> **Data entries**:

○ ○ ○ ○

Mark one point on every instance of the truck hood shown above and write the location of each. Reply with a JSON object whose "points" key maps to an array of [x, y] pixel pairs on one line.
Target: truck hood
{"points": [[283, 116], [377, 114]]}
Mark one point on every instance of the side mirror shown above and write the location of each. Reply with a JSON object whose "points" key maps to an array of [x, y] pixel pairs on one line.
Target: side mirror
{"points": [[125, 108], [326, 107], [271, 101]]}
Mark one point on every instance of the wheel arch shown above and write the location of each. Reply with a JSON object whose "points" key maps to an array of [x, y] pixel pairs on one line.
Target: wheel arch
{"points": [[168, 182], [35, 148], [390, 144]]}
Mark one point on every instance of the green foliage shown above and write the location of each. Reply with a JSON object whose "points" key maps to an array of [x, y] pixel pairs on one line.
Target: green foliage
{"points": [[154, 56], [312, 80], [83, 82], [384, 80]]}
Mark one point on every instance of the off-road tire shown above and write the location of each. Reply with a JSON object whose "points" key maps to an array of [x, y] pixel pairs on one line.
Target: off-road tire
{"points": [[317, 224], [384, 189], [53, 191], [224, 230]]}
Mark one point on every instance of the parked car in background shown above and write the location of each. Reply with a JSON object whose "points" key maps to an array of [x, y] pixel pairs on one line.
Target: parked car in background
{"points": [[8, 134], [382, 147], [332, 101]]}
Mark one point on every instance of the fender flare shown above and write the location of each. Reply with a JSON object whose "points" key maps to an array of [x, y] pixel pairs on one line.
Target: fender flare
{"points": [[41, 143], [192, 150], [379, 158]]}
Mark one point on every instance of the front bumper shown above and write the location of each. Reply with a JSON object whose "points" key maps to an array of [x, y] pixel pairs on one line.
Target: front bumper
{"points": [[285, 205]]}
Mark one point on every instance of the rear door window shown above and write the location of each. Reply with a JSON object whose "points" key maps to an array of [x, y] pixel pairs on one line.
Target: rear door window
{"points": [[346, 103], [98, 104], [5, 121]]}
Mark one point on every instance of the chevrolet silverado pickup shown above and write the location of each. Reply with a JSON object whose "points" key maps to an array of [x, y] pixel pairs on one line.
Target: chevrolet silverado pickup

○ ○ ○ ○

Update the rows from the line containing "Mark one point on every instance of the front" through the end of the rows, changing "Target" to "Label" and leaving everything else unchanged. Give only those lines.

Mark one point on every instance of the front bumper shown above and write the location of each. Reply with a JSON object whose "points" key maps to an array of [x, y] pixel pairs on one line.
Label: front bumper
{"points": [[285, 205]]}
Mark one point on every instance of the rear door window shown above and write the location of each. Reply with a JSON object whose "points" key maps to an array of [x, y] pixel pairs on one line.
Label: rear door window
{"points": [[346, 103], [98, 104], [5, 121]]}
Mark one point on every instance of the chevrolet silverado pickup shown above and write the location of each. Reply with a JSON object whose "points" key maps to an array of [x, y] pixel pairs on one line.
Label: chevrolet silverado pickup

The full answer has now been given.